• _About this task_
From the line that contains "Put a dot on each instance of the shortbread" to the final line of the entries below, write out every line exactly as it appears, and nothing else.

Records drawn from a dataset:
=== Section Start ===

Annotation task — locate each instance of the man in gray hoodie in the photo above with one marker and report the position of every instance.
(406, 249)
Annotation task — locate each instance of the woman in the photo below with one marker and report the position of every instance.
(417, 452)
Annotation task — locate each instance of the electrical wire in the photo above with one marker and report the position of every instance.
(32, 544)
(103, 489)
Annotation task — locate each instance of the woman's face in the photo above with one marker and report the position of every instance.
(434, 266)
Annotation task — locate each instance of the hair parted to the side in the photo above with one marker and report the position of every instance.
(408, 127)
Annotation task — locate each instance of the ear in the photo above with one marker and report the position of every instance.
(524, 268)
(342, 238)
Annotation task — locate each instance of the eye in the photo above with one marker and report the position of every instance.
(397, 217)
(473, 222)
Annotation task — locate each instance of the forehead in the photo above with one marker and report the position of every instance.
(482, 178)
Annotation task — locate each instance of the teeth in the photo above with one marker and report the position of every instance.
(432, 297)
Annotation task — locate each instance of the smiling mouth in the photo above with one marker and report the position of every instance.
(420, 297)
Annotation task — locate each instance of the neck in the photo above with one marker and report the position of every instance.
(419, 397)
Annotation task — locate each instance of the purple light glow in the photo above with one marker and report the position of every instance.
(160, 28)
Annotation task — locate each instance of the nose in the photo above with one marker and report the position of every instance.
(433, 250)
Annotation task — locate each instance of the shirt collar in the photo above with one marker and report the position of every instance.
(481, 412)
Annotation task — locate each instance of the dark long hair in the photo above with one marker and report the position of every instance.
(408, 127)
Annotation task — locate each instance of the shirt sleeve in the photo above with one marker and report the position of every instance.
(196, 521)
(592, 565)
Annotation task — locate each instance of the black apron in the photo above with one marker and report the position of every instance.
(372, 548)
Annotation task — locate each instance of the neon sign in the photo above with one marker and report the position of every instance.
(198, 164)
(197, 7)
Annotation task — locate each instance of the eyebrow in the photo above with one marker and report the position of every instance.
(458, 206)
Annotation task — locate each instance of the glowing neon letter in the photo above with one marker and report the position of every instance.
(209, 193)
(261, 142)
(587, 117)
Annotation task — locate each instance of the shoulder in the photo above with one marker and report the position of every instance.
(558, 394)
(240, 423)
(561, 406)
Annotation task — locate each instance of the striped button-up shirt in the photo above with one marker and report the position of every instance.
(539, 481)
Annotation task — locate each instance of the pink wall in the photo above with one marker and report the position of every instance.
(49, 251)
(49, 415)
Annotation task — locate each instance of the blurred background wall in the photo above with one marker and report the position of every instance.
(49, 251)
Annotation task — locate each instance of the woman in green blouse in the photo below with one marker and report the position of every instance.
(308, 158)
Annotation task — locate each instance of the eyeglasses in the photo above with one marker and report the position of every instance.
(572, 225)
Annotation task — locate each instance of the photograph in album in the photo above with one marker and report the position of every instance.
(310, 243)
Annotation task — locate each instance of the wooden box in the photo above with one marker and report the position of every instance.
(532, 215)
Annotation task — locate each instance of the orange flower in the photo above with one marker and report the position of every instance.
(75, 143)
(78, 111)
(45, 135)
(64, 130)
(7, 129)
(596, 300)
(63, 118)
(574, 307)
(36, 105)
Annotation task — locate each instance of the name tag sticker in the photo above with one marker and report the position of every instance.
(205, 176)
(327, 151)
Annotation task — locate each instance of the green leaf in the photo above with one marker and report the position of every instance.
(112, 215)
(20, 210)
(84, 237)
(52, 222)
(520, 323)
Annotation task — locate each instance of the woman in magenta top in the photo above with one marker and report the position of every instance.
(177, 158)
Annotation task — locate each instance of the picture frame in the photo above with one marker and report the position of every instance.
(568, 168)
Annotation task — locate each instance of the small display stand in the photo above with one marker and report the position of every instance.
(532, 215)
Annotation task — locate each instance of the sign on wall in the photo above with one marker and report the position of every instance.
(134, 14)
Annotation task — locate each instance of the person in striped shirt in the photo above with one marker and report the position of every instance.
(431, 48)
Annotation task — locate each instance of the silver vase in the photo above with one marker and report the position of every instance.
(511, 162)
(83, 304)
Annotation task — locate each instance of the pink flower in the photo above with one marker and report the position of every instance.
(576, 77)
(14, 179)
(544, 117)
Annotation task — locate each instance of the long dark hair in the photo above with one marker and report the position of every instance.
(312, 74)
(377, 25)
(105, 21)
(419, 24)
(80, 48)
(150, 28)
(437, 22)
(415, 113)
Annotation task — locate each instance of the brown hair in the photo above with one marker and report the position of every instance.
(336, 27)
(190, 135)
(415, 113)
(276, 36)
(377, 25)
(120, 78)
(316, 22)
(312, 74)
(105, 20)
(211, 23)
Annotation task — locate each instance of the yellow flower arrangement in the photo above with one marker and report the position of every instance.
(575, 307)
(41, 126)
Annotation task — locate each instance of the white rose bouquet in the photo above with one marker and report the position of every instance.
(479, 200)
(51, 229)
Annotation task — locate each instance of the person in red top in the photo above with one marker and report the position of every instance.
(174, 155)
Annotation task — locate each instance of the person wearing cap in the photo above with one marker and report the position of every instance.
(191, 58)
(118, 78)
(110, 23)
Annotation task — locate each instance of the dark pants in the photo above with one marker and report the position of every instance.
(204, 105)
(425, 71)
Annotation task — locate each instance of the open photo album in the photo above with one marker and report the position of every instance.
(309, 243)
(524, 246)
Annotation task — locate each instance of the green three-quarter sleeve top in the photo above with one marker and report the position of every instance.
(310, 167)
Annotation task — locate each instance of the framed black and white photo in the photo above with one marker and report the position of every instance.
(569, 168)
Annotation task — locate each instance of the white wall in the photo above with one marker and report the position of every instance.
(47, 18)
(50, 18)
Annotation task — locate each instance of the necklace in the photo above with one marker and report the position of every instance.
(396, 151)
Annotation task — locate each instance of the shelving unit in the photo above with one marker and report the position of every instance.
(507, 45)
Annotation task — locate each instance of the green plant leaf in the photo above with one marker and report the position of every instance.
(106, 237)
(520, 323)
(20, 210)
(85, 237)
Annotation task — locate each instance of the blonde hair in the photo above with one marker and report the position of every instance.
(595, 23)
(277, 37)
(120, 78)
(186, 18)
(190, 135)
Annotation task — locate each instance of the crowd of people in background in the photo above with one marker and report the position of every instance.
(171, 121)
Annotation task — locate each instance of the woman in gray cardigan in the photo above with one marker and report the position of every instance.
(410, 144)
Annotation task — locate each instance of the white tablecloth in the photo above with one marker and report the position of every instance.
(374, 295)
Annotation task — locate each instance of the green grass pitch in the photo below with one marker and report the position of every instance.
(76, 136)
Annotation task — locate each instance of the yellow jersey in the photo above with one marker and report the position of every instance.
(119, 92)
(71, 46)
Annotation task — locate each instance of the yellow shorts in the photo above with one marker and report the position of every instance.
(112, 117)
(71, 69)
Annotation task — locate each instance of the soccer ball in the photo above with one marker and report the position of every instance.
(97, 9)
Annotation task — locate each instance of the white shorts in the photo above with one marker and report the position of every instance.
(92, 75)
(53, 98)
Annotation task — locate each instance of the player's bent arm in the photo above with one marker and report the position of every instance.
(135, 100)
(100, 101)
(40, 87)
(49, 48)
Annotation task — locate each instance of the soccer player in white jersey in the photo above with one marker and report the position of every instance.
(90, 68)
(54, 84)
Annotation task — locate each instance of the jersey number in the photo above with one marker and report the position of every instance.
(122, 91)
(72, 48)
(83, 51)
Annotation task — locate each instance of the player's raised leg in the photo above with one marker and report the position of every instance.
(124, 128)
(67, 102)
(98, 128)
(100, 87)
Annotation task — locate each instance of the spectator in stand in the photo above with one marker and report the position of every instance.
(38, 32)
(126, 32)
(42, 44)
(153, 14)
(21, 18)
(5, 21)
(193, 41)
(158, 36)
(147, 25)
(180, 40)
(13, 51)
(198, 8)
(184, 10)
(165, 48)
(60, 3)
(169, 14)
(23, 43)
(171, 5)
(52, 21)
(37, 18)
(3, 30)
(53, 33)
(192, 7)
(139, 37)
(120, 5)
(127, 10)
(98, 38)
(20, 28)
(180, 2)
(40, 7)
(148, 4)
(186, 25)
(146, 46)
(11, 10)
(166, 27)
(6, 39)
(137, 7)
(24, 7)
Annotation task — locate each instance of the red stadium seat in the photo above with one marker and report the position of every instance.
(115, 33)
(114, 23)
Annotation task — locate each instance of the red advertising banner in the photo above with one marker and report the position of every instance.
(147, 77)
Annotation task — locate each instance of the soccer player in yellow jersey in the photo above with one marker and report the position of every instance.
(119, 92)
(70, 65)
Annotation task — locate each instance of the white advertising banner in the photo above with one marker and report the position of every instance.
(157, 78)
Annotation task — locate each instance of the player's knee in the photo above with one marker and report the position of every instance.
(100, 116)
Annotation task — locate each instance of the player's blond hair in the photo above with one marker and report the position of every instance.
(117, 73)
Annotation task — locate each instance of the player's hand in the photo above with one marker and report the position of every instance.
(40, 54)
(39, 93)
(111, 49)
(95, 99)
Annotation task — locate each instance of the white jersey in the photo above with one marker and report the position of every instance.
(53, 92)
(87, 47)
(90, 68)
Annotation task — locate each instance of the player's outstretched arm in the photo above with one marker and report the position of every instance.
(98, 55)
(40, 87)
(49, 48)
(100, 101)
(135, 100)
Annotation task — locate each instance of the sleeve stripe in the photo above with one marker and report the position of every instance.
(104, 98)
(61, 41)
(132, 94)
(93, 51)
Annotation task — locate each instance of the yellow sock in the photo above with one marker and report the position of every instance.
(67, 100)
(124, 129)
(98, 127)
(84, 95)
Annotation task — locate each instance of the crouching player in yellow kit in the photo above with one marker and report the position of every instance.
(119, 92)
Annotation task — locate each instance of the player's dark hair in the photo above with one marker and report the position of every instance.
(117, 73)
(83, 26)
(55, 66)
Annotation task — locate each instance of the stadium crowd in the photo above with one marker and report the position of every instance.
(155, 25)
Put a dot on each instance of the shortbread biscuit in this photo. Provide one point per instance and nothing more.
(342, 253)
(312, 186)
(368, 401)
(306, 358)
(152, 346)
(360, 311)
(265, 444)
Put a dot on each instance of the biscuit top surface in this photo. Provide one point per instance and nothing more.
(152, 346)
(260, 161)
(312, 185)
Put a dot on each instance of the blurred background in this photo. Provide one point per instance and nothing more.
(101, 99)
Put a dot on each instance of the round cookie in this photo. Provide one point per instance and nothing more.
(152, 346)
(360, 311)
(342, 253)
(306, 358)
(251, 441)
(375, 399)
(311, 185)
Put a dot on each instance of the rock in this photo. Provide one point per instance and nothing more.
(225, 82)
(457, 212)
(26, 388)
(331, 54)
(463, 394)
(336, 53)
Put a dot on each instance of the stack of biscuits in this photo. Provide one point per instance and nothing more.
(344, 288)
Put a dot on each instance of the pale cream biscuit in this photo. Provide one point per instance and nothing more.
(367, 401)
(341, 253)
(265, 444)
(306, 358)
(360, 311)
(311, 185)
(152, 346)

=== Section End ===

• _Result of the task_
Put a dot on each instance of the shortbread biscuit in this photo. Provide one point per instance and nothing more.
(342, 253)
(312, 186)
(368, 401)
(306, 358)
(152, 346)
(360, 311)
(265, 444)
Put a dot on each instance of the biscuit top surface in this photo. Provide one point per instance and nothing more.
(152, 346)
(260, 161)
(312, 185)
Put a dot on each instance of the blurred background in this photo. Provide one point per instance and nothing more.
(101, 99)
Put a dot on each instance of the round cookie in this photo. Provide one point per instance and nothing more.
(152, 346)
(360, 311)
(342, 253)
(306, 358)
(251, 441)
(375, 399)
(311, 185)
Put a dot on each instance of the rock in this photo. Provide one point per instance and nothing more.
(225, 82)
(457, 212)
(26, 388)
(331, 54)
(463, 394)
(336, 53)
Put a dot on each instance of the stack of biscuits in this photo. Provide one point per instance and nothing more.
(344, 288)
Put a dot on each instance of the pale cream biscuit in this photo. Provide one point per instance and nothing more.
(367, 401)
(341, 253)
(265, 444)
(306, 358)
(360, 311)
(311, 185)
(152, 346)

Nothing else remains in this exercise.